◆ **PROBLEM**
Extend the piece on Nvidia's H200 chip sales to China, picking up after its final sentence.

The Trump administration will allow Nvidia to sell high-end chips to China so that it can continue its domestic AI development unabated with hardware that is miles better than anything it can currently muster on its own.
Nvidia will only have to cut Uncle Sam a 25% check for the permission to export H200 AI chips, which, given that the permission could rake in $5 billion of revenue a month, wouldn't be a problem.
The H200 generation precedes Nvidia's latest Blackwell architecture, but it is still a very capable AI chip that outperforms anything China-made, including the Huawei Ascend 910C. Given that China's limited AI hardware resources forced it to choose open-sourcing and token optimization instead of raw LLM power, with the H200 it can achieve what the Silicon Valley juggernauts do with Nvidia Blackwell.

◆ **SOURCE MATERIAL**

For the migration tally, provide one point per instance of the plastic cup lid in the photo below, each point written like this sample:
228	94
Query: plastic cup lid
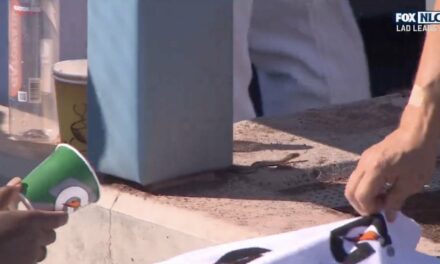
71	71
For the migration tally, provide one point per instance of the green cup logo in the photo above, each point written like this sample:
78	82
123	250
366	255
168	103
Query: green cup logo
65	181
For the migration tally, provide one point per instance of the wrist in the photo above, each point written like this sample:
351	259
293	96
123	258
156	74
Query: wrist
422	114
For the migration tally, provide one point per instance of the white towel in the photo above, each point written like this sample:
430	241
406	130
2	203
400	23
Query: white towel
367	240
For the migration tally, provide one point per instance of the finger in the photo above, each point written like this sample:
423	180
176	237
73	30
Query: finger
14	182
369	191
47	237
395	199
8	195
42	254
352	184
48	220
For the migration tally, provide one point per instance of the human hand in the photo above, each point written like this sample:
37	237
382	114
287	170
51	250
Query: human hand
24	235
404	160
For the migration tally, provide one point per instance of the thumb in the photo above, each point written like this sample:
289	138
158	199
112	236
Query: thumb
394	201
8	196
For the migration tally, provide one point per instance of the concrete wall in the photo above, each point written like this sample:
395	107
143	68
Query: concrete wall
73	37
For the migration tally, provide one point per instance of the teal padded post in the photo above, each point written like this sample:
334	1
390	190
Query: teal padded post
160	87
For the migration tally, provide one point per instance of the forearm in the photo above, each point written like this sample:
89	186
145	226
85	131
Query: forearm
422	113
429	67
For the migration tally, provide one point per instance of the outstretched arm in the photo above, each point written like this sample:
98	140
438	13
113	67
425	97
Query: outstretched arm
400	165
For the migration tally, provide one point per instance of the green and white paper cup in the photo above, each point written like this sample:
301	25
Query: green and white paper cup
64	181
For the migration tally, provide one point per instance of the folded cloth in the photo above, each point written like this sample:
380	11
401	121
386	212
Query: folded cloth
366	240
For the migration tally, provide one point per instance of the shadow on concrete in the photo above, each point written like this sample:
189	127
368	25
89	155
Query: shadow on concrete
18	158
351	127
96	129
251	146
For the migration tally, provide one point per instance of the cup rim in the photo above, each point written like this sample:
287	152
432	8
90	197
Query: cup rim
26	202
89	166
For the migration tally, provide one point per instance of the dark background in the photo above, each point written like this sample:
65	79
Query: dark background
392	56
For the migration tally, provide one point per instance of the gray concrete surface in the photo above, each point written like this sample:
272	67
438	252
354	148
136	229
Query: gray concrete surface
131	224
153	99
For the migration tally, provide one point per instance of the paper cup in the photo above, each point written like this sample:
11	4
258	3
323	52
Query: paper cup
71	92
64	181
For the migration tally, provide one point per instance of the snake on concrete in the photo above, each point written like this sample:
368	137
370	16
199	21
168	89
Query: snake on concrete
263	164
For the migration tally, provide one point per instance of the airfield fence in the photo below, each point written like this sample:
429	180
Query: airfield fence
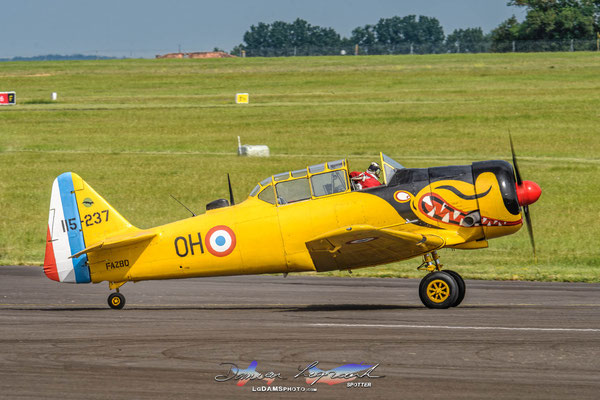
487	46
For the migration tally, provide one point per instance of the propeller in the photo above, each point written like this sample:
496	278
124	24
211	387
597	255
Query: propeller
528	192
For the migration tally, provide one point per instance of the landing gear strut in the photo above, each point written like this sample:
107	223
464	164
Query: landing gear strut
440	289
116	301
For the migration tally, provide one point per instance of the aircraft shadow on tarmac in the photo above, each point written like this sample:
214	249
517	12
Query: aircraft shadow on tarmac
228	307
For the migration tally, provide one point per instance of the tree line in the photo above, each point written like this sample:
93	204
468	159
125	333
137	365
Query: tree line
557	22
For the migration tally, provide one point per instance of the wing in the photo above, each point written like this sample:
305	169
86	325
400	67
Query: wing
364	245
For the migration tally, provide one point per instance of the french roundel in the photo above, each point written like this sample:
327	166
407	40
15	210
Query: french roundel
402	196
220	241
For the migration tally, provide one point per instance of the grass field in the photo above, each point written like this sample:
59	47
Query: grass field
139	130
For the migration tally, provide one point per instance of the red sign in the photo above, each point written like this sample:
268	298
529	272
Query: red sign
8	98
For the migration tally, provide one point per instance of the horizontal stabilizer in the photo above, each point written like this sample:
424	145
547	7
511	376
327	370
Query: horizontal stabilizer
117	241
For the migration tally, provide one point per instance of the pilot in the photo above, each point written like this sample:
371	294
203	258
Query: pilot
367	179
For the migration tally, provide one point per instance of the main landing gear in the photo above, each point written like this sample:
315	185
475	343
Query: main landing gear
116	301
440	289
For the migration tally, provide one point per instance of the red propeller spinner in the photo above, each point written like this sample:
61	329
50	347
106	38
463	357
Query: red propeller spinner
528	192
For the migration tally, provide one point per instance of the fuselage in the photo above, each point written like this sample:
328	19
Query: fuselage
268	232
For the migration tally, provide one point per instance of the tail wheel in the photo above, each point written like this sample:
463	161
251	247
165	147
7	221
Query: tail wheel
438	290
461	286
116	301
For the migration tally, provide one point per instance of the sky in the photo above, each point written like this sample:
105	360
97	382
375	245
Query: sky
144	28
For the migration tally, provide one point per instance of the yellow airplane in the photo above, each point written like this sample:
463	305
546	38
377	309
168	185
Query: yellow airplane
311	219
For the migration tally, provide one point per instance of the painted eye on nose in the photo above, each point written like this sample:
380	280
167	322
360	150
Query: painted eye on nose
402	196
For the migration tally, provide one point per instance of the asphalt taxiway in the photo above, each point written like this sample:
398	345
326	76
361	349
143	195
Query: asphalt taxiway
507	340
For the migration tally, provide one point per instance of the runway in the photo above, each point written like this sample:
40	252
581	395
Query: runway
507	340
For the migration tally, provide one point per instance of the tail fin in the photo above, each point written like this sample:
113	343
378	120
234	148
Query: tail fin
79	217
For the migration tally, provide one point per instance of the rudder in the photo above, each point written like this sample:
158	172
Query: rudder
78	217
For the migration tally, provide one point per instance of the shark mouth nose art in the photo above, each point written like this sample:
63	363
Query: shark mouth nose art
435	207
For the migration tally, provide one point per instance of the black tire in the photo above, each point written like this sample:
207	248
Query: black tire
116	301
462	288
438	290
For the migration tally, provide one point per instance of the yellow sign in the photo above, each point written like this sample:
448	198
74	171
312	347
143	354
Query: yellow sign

◆ **REPLY**
Its most popular Doubao chatbot is breathing down Google Gemini's neck when it comes to daily tokens, relying on less powerful but more numerous clusters of AI chip hardware. Huawei also found a software solution that brings a massive increase in cluster productivity, while domestic AI models like DeepSeek can now scan and process 200,000 pages a day on a single Nvidia A100 card.
While some experts and lawmakers scoffed at the H200 export permit on national security grounds, Nvidia lobbied Trump, and rather successfully at that, saying that Chinese money will help it develop the next-gen AI chips that it will only get when they get long enough in the tooth.
China, on the other hand, has seen promising signs from its indigenous chip industry from Huawei and others and is looking for ways to restrict foreign chip imports, so it remains to be seen how many billions the H200 export permit will bring for Nvidia and the US government.